## Article
━━━━━━
Mat 10:24 The disciple is not above the master, nor the servant above his lord.
Having foretold persecutions, our Lord now adduces some considerations, for the purpose of animating them to bear the persecutions in store for them, with courage and patience. He first employs certain familiar adages, clearly understood, and, probably, in vogue among the Jews, such as, the disciple and servant cannot expect better treatment, or to be better off than their master and lord. This is applied to Himself, next verse. So, He adduces His own example, in the first instance, to animate and encourage them.
Mat 10:25 It is enough for the disciple that he be as his master, and the servant as his lord. If they have called the good man of the house Beelzebub, how much more them of his household?
The servant and disciple should be content with being treated as well as their master and lord; nor should they refuse to submit to the same privations which their master had to undergo.
“If they called the good-man of the house.” In this, as well as in the preceding verse, we cannot but admire and adore the wonderful modesty of our Lord, who speaks of Himself in the third person, “the good-man of the house,” Himself, who is the head and founder of God’s house, the Church, of which the Apostles were members and inmates.
━━━━━━
## Written problem A
Answer each question from the commentary:
(i) Whose example does our Lord put forward in the first instance to animate and encourage the disciples?
(ii) With what should the servant and disciple be content?
(iii) In which person does our Lord speak of Himself in the phrase "the good-man of the house"?
## Written problem B
Extend the commentary on Matthew 10:24–25 onward from its last sentence.
The entries that come after the commentary play no part in this work.

## Dataset records
━━━━━━
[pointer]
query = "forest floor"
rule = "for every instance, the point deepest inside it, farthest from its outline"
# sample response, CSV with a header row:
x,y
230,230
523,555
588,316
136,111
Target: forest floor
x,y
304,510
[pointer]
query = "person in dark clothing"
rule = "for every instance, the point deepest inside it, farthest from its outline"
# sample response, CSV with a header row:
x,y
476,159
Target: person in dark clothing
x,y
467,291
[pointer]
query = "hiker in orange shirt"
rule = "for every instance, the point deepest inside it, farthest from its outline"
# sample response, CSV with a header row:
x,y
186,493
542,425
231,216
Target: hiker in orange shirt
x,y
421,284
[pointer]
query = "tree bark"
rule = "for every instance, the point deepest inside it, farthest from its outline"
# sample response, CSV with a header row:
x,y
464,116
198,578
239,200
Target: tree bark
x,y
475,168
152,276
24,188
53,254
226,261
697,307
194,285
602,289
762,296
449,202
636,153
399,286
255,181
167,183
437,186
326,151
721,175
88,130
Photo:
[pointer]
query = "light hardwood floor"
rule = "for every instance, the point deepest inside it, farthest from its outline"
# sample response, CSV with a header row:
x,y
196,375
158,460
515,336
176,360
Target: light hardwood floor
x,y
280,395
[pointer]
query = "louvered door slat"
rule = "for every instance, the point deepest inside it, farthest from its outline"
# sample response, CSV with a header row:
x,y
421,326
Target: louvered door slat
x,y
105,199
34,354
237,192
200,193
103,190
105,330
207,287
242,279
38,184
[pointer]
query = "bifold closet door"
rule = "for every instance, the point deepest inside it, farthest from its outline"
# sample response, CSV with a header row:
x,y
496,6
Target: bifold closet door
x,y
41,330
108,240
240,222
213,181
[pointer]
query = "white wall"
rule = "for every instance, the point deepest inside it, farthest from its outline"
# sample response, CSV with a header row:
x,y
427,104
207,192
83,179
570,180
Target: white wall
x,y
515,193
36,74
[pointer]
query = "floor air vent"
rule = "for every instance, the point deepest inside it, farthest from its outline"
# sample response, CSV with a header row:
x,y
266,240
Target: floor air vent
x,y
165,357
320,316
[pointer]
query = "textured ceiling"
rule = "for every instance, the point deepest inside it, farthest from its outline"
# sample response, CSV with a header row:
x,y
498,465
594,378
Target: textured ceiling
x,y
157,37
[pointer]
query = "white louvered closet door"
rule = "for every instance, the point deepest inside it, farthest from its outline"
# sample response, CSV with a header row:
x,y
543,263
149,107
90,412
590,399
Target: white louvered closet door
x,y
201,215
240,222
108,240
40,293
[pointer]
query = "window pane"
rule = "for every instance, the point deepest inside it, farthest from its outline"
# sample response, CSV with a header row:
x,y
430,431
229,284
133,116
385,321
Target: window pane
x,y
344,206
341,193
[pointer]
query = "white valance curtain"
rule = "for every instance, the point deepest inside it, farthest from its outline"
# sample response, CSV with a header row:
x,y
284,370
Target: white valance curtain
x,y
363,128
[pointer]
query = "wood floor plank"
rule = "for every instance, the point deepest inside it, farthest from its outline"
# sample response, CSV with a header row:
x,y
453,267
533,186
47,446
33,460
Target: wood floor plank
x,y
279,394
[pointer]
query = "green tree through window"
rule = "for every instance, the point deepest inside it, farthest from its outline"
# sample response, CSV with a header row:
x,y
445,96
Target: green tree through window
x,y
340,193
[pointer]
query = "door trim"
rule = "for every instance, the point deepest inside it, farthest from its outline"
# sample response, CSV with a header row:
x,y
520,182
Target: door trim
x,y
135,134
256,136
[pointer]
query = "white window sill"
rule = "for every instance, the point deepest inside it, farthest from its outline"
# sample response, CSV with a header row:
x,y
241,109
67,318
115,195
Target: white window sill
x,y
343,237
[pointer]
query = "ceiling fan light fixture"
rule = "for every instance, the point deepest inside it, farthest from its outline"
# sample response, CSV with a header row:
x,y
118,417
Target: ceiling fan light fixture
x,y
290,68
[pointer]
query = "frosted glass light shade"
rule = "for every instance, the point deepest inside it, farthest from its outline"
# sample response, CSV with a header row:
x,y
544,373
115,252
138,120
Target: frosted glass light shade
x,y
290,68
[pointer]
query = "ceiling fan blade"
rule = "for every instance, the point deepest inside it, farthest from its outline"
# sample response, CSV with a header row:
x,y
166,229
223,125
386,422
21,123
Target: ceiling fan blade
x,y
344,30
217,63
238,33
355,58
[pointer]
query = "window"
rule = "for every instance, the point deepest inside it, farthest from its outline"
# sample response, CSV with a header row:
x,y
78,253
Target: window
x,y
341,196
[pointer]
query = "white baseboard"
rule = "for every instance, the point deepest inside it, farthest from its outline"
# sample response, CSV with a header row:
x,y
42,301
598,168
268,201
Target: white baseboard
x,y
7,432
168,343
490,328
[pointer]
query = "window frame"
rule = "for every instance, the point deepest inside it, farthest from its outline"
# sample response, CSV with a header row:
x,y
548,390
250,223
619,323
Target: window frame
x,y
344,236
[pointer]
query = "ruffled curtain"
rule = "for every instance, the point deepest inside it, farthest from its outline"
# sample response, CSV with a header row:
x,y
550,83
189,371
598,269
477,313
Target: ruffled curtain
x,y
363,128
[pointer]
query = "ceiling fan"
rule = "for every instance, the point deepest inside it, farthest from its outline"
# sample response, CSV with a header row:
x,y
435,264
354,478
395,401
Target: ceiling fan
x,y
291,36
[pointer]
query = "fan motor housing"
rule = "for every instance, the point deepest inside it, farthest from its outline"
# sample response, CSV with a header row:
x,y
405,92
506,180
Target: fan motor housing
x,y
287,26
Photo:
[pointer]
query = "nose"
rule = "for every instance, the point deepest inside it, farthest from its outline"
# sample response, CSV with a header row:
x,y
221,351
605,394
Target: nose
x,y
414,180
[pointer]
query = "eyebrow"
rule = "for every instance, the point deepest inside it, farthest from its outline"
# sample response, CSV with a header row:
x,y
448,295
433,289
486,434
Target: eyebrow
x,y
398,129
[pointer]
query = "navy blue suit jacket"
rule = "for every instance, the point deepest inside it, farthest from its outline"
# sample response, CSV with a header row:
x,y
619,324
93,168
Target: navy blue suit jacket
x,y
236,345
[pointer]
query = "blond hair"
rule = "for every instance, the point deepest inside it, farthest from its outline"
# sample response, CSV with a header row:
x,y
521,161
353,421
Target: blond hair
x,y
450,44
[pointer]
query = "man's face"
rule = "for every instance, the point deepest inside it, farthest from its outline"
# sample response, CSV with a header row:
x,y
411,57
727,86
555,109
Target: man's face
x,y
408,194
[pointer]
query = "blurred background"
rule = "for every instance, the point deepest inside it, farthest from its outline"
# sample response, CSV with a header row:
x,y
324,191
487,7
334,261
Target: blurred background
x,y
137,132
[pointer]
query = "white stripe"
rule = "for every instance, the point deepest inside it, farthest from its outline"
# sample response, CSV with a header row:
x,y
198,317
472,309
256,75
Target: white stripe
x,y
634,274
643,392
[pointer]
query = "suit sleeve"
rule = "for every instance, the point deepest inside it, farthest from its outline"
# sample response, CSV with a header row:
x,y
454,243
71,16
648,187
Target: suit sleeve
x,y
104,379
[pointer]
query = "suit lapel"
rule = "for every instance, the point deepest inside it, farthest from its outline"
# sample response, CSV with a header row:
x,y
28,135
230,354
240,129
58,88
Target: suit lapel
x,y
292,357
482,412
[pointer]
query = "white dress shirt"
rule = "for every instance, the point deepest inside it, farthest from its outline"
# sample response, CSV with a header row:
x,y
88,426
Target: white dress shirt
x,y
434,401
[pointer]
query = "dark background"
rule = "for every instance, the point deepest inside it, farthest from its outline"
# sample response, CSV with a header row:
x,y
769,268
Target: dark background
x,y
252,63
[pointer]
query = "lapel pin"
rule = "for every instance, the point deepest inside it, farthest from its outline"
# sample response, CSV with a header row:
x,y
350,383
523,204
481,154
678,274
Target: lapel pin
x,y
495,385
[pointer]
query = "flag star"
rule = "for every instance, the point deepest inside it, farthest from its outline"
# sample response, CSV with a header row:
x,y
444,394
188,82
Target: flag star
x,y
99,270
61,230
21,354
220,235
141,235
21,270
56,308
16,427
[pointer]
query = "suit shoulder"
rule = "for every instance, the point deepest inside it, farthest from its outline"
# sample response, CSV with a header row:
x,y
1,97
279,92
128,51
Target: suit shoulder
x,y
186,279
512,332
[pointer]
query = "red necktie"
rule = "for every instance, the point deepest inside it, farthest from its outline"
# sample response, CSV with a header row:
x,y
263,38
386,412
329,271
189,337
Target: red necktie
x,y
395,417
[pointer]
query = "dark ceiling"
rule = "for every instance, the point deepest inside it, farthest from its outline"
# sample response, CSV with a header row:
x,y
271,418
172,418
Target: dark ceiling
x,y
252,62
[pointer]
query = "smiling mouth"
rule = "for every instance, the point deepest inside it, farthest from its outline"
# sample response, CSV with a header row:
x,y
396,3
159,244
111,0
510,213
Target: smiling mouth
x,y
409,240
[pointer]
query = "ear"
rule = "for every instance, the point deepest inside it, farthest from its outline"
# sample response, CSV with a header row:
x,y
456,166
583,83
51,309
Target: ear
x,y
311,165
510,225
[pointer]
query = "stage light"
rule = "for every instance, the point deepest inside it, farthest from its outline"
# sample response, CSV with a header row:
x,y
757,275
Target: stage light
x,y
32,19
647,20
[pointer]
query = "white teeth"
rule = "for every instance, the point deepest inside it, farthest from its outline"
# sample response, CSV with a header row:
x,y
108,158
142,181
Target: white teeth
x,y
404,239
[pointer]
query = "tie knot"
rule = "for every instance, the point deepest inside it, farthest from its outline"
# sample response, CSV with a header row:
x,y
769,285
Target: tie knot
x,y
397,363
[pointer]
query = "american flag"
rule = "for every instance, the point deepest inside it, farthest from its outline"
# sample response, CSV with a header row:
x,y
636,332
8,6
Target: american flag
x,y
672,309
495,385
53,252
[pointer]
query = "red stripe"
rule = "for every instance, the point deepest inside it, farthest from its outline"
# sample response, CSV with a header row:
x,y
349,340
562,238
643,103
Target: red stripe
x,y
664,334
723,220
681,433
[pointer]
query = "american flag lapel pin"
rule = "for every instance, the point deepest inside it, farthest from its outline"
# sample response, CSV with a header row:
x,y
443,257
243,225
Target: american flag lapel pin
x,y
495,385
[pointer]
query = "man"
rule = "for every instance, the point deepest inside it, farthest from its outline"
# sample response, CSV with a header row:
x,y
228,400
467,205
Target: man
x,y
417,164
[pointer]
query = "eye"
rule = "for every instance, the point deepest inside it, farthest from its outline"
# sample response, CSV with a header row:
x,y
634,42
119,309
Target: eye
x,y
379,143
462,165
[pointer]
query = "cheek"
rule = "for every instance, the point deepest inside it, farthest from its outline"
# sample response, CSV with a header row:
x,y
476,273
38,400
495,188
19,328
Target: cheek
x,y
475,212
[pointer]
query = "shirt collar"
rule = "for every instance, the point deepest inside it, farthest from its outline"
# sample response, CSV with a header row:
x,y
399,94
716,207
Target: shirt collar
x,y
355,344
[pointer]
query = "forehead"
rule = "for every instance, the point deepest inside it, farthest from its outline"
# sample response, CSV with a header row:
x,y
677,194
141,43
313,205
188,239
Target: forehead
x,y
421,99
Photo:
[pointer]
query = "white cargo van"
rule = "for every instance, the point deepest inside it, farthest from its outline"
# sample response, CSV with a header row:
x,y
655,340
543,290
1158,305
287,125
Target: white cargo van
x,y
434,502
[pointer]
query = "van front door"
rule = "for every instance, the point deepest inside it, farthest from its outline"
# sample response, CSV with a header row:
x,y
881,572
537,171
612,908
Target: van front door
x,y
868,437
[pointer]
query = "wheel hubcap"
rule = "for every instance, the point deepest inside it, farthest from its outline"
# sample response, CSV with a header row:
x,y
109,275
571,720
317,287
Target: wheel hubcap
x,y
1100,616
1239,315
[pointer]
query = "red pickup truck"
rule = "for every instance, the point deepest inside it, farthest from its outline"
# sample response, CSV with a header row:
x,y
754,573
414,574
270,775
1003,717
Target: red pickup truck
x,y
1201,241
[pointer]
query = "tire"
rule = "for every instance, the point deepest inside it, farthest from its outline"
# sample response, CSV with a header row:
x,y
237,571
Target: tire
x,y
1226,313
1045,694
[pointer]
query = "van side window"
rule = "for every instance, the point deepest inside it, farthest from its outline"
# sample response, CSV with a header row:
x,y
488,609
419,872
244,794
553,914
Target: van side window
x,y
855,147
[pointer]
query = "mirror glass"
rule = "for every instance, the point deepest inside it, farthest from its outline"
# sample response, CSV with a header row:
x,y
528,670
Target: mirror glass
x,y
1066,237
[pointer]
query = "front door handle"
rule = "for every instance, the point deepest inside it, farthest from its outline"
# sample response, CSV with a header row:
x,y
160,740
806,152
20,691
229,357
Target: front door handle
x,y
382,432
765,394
━━━━━━
## Response A
(i) His own example.
(ii) With being treated as well as their master and lord.
(iii) In the third person.

## Response B
“Beelzebub,” which means, “Lord of flies,” dominus muscarum, an idol of the Accaronites, so called, either because he was invoked by these Pagans against the plague of flies, or because the blood of victims, with which he was besmeared, attracted the flies, and caused the idol to be covered all over with them. This filthy idol was such an object of horror and execration to the Jews, that they designated the devil by that name; just as they called Gehenna, hell, owing to the shocking and barbarous rites carried on there by the Chanaanites. This opprobious epithet, the Jews did not scruple, in the height of their fury and malevolence, to apply to our blessed Lord, as is expressly mentioned here, although we find no place in the Gospel where they call Him such. It is only said of Him, that He makes use of Beelzebub, “in principe Dæmoniorum, Beelzebub, ejicit dæmonia” (Matt. 12:24). But here it is expressly stated, they called Him Beelzebub, very likely, when their rage and malevolence had reached the highest pitch of excitement. If He, the Lord and Master of the house, was treated with such contumely, His disciples should be content, with His Divine example before their eyes, to bear reproaches and contumely with meekness and patience.
Mat 10:26 Therefore fear them not. For nothing is covered that shall not be revealed: nor hid, that shall not be known.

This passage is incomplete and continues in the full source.